From the post below about the unpaid postdoc listing, return everything from "You see, the" down to "It is wrong.", copied word for word.

> [Document segment]
=-=-=

I had previously noted a situation in which an ad for a volunteer (i.e., unpaid) postdoc position requiring 2-3 years of prior experience was posted in the San Diego area.

A bit by David Wagner (@david_r_wagner) on the KPBS site specifies:

Well, it wasn’t a joke. But it wasn’t exactly straight-forward, either.

The job listing was vague from the get-go. Who exactly was hiring? The only details given were “lab in La Jolla.”

Well, there are lots of labs in La Jolla. So I had to do some digging to find out which one posted this, and I found out that the listing was posted by a researcher named Laura Crotty Alexander. She’s a physician at the VA San Diego Healthcare System who doubles as a UCSD faculty member. I couldn’t reach her for comment.

If Alexander’s listing looked like a terrible opportunity, that’s by design, according to VA chief of staff Robert Smith.

“Frankly, what she was trying to do was make it look unappealing,” Smith said. “Because she was trying to create an advertisement that nobody would apply to.”

You see, the VA lab already had someone in mind for the position: a postdoc from Egypt who actually volunteered to work for free.

The reporter further specified:
https://twitter.com/david_r_wagner/status/393772981870006273

which in my view is a far from uncommon situation. I’ve received inquiries about working in my lab under similar circumstances.

This is wrong.

You know how I feel about unpaid internships.
Unpaid internships are a systemic labor exploitation scam- yes, in science labs too.

That was written in the context of undergraduate “interns”. Imagine the magnitude of my distaste for exploiting a PhD with 2-3 years of postdoctoral experience. It is wrong.

1) It is wrong because it is labor exploitation. We dealt with that over 100 years ago in the US. Yes, exploitation always continues and is resisted in fits and starts by unions, regulation and competitive pressures. But the arguments remain the same, the benefits of exploiting labor are tempting and the excuses are no better in the scientific context. I don’t care that the candidate “volunteers”. I don’t care that the candidate is getting authorship or keeping her hand in the game of science or whatever excuse you want to advance. This is the case for all postdocs. Should we refuse to pay all of them? Heck no. Just like we stopped letting companies demand their employees worked in the mines for 14 hr shifts, 7 days a week with no breaks. Just like we discouraged and restricted company-store, company-town scams which ended up reducing real wages. Just like we established a minimum wage. Etc. Just like modern jurisprudence is rejecting free intern scams.

=-=-=

> [Supplied information]

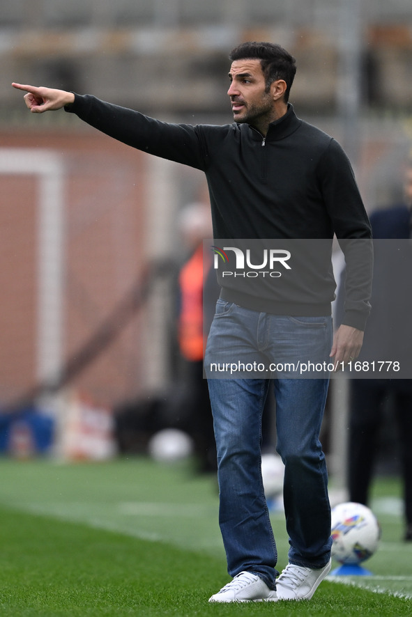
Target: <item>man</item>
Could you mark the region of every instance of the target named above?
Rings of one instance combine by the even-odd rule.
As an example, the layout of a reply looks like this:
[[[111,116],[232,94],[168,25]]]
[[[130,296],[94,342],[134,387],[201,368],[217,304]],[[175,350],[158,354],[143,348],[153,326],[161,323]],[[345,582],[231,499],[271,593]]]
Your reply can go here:
[[[95,127],[151,154],[201,169],[209,186],[215,243],[218,239],[370,238],[370,228],[349,163],[340,146],[299,120],[289,95],[294,58],[268,42],[241,45],[231,54],[228,95],[235,123],[225,126],[171,125],[72,93],[13,84],[27,92],[31,111],[65,107]],[[271,302],[273,286],[238,292],[222,281],[205,367],[243,333],[257,347],[277,338],[336,367],[356,358],[369,313],[369,274],[363,286],[350,251],[345,255],[346,314],[332,342],[334,284],[310,286],[293,302]],[[230,278],[230,277],[229,277]],[[240,279],[238,279],[240,280]],[[305,285],[304,285],[305,287]],[[258,293],[259,295],[259,293]],[[314,297],[313,296],[314,295]],[[257,327],[264,325],[264,331]],[[250,326],[250,327],[249,327]],[[257,331],[257,335],[256,332]],[[254,335],[252,334],[254,333]],[[249,337],[249,338],[248,338]],[[226,344],[225,344],[226,341]],[[259,347],[261,350],[261,347]],[[233,350],[232,350],[233,351]],[[277,350],[275,349],[274,353]],[[212,354],[211,356],[211,354]],[[272,357],[270,359],[273,359]],[[319,435],[328,378],[215,379],[208,386],[218,448],[220,523],[233,580],[211,602],[275,601],[312,598],[330,568],[327,472]],[[277,552],[260,471],[261,412],[269,386],[277,403],[277,450],[285,464],[284,503],[289,563],[275,581]]]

=-=-=

> [Solution for this exercise]
You see, the VA lab already had someone in mind for the position: a postdoc from Egypt who actually volunteered to work for free.

The reporter further specified:
https://twitter.com/david_r_wagner/status/393772981870006273

which in my view is a far from uncommon situation. I’ve received inquiries about working in my lab under similar circumstances.

This is wrong.

You know how I feel about unpaid internships.
Unpaid internships are a systemic labor exploitation scam- yes, in science labs too.

That was written in the context of undergraduate “interns”. Imagine the magnitude of my distaste for exploiting a PhD with 2-3 years of postdoctoral experience. It is wrong.